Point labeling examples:

▬▬▬

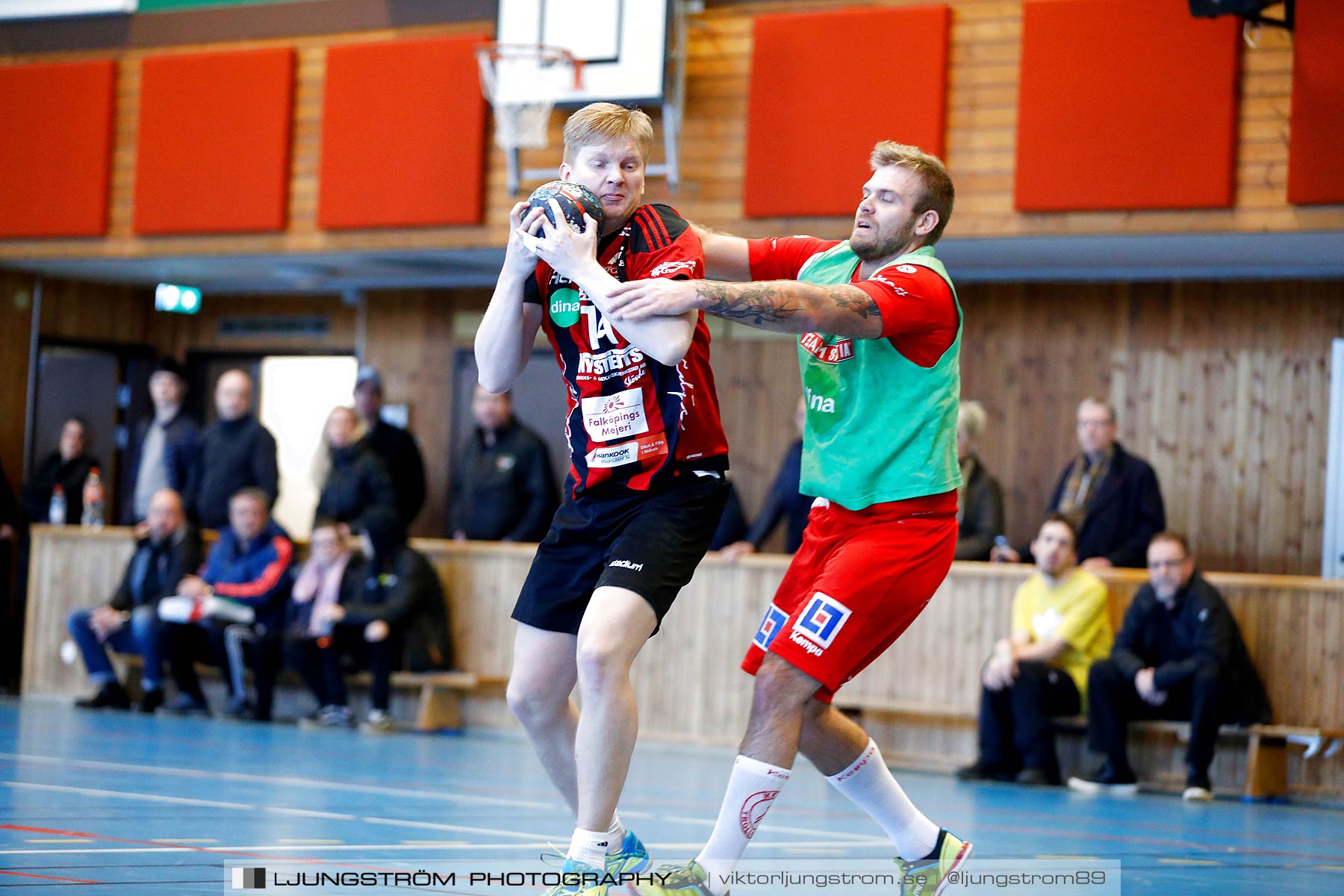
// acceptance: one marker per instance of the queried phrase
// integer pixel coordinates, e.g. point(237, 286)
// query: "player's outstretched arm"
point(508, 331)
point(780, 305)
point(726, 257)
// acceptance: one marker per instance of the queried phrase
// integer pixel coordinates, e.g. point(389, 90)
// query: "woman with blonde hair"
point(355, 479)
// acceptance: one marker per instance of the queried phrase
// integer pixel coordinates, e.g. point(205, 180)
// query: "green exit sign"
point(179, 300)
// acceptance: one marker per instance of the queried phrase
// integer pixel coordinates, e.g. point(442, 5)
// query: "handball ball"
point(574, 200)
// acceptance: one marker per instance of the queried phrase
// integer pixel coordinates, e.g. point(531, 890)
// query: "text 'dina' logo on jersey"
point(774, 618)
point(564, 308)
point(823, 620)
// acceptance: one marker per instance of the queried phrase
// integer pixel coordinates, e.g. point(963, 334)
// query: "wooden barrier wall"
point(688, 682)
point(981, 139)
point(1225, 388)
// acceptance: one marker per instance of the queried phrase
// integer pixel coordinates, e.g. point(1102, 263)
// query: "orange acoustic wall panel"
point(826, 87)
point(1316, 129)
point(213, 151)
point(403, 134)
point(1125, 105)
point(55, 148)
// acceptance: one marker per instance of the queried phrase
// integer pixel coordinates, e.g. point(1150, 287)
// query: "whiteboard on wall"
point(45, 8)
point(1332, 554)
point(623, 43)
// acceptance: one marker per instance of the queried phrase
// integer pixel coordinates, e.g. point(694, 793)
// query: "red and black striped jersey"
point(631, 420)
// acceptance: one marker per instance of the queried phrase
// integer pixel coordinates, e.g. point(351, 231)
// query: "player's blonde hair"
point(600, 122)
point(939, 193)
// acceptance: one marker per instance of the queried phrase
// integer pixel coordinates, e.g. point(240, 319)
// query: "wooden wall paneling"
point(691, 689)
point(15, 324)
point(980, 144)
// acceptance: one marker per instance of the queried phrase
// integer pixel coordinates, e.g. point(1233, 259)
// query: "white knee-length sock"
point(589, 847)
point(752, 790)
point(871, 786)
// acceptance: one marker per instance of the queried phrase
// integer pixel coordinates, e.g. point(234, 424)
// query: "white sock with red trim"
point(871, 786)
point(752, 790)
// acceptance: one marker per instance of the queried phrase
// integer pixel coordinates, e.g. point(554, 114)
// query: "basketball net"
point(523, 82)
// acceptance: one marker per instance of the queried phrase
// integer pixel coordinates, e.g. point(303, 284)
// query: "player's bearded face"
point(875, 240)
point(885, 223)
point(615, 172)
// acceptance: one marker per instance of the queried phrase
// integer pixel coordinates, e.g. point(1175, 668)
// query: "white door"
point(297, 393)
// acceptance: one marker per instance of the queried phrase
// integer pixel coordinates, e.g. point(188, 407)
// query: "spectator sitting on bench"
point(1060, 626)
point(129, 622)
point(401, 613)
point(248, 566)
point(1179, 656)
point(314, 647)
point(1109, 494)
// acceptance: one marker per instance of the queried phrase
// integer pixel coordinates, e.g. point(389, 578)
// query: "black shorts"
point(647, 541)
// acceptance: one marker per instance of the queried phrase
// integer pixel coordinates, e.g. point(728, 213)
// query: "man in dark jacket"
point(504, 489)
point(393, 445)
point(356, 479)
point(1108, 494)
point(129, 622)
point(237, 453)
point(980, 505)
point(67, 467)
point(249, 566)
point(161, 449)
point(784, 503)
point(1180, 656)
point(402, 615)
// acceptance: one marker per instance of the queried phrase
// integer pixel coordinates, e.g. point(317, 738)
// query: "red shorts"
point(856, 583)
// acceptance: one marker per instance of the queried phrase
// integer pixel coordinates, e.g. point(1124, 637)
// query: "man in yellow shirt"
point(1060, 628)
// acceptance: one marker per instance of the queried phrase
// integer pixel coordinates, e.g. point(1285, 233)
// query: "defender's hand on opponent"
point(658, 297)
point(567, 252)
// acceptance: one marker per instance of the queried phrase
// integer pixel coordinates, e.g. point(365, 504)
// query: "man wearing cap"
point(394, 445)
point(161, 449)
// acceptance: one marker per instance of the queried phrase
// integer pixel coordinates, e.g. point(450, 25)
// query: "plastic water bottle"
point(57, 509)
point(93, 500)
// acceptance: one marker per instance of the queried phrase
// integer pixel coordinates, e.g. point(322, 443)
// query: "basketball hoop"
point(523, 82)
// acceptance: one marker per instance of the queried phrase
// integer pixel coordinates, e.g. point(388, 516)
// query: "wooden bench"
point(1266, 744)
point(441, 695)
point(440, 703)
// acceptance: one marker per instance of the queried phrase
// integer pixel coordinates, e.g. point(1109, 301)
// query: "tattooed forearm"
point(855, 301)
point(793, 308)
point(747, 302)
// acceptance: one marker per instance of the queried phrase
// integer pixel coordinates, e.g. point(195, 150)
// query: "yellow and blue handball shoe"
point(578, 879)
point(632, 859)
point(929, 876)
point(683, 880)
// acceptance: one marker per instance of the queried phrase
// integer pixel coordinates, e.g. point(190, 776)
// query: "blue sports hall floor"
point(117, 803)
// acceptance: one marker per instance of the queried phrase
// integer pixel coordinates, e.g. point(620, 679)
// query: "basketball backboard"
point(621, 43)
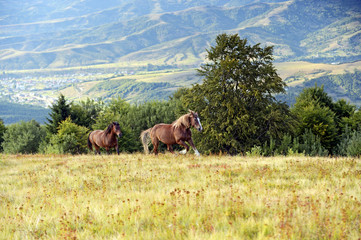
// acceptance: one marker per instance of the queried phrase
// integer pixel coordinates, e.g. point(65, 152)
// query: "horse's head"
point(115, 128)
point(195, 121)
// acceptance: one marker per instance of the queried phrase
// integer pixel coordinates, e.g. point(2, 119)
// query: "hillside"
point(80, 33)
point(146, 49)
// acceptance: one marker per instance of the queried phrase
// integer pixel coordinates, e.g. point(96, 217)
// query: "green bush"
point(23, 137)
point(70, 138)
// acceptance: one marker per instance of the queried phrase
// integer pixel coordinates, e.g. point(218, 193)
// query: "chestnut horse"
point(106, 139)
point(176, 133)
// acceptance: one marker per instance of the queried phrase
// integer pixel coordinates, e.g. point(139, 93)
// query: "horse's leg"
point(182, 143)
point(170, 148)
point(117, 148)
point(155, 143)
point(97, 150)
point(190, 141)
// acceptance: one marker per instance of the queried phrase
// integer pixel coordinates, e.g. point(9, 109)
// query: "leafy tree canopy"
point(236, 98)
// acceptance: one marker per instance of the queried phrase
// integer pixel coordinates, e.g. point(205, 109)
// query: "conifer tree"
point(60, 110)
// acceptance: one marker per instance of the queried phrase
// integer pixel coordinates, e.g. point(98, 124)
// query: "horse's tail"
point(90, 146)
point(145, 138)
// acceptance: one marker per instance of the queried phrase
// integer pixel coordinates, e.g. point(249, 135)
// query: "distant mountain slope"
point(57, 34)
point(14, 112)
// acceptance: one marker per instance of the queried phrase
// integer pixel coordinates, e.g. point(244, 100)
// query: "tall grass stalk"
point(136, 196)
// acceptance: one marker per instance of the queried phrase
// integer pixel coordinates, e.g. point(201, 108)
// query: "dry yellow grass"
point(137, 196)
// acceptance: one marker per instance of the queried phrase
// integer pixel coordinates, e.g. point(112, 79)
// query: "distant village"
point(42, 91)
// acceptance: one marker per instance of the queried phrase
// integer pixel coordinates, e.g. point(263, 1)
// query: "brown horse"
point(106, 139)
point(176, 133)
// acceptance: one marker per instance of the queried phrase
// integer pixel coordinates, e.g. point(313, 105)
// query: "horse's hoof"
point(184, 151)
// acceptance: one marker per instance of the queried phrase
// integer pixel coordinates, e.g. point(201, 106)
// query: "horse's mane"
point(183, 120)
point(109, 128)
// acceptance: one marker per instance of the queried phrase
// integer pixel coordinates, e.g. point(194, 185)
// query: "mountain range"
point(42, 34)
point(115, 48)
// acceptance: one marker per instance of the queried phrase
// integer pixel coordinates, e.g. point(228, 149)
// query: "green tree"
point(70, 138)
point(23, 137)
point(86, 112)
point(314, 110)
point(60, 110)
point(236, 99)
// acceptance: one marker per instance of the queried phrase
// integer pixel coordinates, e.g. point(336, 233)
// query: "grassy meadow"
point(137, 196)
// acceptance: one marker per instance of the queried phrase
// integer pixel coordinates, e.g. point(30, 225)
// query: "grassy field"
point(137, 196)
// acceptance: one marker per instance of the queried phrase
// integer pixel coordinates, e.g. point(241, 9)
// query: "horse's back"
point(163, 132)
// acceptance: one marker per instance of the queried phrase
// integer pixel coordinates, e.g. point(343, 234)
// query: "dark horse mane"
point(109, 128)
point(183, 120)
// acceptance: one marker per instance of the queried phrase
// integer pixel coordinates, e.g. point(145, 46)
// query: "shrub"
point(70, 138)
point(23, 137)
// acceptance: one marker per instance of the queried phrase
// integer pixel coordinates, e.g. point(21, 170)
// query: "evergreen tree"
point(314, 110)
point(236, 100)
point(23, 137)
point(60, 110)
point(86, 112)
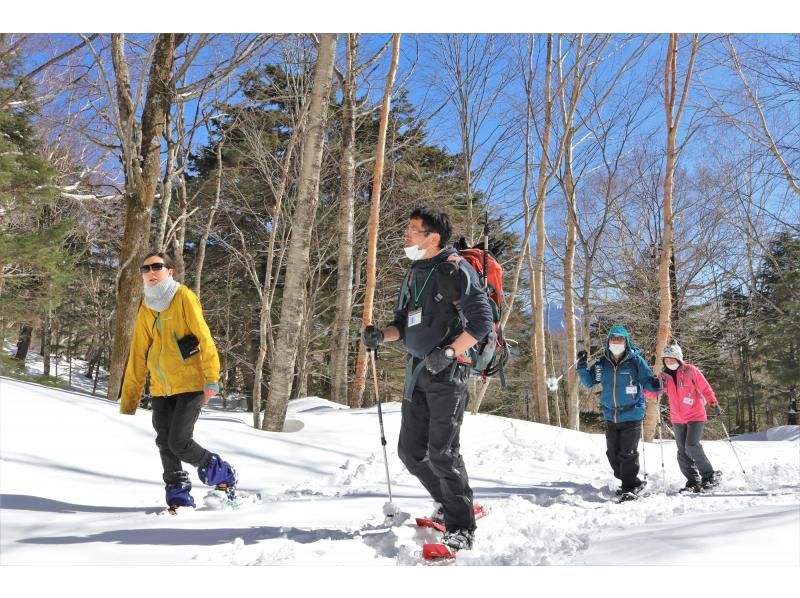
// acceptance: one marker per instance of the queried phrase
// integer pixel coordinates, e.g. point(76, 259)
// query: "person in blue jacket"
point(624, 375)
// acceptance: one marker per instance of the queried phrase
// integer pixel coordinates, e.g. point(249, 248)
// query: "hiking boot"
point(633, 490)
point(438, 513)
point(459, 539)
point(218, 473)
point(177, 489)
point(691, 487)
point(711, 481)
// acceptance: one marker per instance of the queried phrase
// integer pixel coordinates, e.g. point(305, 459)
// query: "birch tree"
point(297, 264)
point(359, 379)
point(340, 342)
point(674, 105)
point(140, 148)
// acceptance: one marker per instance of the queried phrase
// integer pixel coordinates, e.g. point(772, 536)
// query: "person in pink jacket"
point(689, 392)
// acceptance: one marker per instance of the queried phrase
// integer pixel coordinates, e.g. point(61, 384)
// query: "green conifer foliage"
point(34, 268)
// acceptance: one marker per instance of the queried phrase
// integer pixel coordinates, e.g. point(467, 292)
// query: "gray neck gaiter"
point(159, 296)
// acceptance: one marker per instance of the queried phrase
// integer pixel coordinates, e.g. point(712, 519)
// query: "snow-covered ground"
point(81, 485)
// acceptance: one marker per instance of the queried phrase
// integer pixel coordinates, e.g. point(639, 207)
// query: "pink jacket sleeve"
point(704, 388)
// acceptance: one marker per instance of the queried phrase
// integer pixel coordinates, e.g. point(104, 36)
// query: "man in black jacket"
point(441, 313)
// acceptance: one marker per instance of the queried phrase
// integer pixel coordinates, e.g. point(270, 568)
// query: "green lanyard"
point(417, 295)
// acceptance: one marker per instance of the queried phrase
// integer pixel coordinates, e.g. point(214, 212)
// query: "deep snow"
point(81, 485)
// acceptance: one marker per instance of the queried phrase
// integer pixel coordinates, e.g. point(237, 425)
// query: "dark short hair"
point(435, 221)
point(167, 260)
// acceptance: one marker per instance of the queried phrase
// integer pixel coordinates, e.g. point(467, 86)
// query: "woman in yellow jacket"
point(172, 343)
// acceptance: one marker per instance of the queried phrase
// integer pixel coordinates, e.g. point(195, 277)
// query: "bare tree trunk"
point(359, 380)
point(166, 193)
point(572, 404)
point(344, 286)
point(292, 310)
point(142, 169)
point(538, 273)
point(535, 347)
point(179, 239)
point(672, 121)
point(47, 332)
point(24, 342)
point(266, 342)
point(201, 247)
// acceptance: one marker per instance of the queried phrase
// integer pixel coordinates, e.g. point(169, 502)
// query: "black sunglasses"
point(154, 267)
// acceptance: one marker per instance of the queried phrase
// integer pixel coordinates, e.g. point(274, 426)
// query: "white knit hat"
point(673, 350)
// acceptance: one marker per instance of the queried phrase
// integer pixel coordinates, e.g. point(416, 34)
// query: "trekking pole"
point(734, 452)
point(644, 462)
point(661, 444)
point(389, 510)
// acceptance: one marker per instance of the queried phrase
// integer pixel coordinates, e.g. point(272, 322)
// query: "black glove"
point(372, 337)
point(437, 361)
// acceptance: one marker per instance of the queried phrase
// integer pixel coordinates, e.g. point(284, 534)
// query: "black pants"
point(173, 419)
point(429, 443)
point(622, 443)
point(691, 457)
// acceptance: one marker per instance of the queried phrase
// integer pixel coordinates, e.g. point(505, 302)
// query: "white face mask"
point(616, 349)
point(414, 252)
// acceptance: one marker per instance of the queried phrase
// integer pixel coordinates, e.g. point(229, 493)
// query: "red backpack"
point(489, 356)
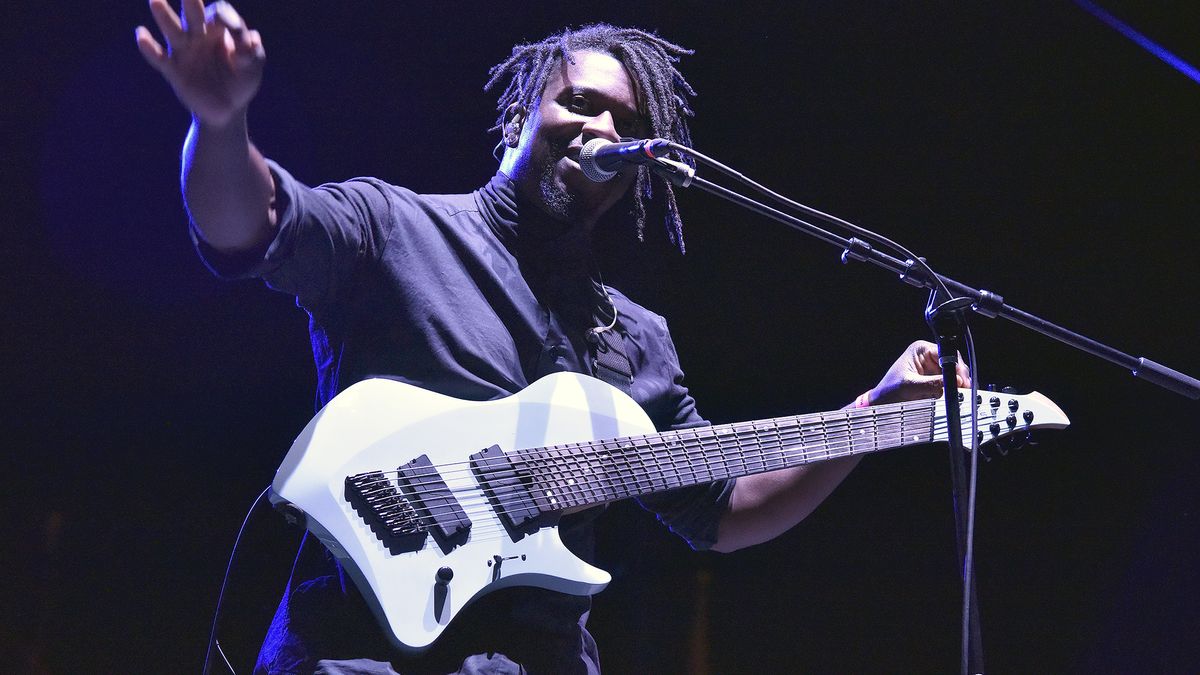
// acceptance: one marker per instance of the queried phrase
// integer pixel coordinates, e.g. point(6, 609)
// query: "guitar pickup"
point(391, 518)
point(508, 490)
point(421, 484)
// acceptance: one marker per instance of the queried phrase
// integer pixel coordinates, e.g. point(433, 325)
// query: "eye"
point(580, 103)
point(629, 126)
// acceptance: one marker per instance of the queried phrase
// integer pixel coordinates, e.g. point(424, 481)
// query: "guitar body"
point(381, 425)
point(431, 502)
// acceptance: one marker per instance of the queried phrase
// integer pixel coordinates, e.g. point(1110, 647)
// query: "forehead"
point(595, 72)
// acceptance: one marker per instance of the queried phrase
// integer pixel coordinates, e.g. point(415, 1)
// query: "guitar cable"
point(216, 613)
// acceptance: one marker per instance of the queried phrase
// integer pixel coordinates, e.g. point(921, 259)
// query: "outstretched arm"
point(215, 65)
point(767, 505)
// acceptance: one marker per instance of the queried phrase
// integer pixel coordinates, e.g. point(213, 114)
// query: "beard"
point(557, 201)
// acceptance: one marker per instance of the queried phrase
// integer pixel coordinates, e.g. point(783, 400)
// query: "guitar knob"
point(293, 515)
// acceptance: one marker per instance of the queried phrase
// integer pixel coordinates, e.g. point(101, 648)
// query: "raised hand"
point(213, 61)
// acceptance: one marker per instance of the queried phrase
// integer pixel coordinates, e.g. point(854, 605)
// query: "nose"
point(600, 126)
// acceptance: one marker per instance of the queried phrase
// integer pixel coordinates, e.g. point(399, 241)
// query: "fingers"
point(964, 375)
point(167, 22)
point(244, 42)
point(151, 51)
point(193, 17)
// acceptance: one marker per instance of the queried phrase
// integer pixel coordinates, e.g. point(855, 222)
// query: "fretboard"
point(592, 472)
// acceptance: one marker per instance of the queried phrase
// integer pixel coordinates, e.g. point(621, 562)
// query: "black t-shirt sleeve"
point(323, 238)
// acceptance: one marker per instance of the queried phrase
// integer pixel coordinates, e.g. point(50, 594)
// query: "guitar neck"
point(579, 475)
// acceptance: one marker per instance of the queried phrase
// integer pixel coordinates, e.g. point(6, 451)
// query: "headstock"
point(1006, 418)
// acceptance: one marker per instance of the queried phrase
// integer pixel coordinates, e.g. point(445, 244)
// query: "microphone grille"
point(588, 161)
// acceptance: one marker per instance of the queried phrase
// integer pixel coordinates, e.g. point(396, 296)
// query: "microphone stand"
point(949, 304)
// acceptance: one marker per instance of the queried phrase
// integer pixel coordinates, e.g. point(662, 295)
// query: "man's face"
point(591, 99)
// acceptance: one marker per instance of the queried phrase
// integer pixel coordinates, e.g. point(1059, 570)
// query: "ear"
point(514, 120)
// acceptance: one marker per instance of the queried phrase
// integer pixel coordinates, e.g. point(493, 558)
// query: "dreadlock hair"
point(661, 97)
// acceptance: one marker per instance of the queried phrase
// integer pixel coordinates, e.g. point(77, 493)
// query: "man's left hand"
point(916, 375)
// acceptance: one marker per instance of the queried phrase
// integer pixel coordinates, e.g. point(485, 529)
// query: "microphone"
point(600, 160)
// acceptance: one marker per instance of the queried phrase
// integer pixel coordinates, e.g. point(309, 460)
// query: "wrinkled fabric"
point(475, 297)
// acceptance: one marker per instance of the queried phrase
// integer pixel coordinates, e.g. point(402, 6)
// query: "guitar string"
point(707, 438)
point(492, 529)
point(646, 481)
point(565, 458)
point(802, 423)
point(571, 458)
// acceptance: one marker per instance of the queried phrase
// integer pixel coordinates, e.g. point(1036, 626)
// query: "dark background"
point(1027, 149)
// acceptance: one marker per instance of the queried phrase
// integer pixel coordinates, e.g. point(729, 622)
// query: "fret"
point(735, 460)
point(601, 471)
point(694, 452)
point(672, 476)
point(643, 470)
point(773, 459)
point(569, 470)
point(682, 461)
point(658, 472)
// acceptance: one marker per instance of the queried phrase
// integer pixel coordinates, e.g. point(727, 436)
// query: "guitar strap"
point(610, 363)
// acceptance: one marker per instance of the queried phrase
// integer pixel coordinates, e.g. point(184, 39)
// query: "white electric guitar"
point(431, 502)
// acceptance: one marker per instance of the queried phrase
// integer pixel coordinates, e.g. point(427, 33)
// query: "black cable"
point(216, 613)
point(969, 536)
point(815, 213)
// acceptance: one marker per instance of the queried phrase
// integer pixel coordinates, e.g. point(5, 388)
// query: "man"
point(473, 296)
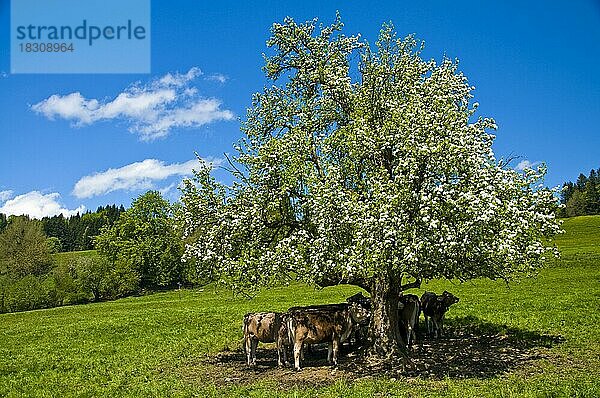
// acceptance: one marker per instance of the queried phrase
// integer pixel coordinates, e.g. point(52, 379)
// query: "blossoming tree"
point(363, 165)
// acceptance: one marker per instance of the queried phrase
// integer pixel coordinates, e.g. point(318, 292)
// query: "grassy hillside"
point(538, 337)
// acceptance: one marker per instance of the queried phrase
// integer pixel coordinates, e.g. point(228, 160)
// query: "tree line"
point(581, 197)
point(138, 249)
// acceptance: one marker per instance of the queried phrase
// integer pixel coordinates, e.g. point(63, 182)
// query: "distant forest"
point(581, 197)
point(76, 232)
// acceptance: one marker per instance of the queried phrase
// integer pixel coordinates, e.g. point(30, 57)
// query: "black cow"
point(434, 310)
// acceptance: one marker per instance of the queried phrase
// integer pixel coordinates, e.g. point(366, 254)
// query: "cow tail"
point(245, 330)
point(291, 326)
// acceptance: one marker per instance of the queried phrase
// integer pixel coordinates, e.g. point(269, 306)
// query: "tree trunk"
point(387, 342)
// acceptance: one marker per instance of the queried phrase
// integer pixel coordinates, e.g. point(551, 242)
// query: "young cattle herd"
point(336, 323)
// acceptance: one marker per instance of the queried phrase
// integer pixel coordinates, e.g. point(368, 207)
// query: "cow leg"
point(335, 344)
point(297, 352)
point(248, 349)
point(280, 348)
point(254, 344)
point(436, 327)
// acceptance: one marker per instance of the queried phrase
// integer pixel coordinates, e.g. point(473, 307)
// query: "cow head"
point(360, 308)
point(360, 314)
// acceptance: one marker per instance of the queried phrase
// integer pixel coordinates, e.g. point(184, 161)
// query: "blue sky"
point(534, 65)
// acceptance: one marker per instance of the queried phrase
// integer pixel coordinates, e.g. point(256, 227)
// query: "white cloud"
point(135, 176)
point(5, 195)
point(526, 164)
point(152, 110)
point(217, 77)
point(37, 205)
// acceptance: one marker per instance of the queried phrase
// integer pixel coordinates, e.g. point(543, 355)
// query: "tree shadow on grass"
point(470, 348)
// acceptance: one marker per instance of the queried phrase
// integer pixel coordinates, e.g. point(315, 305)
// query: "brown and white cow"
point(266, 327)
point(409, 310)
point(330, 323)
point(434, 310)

▬▬▬

■ Given task:
Which lines in the rows above contain the word "yellow"? Find each one and copy it in full.

■ Solution to the exercise:
// query: "man in yellow shirt"
// query: "yellow and blue handball shoe"
// query: "dry yellow grass"
// query: "woman in yellow jacket"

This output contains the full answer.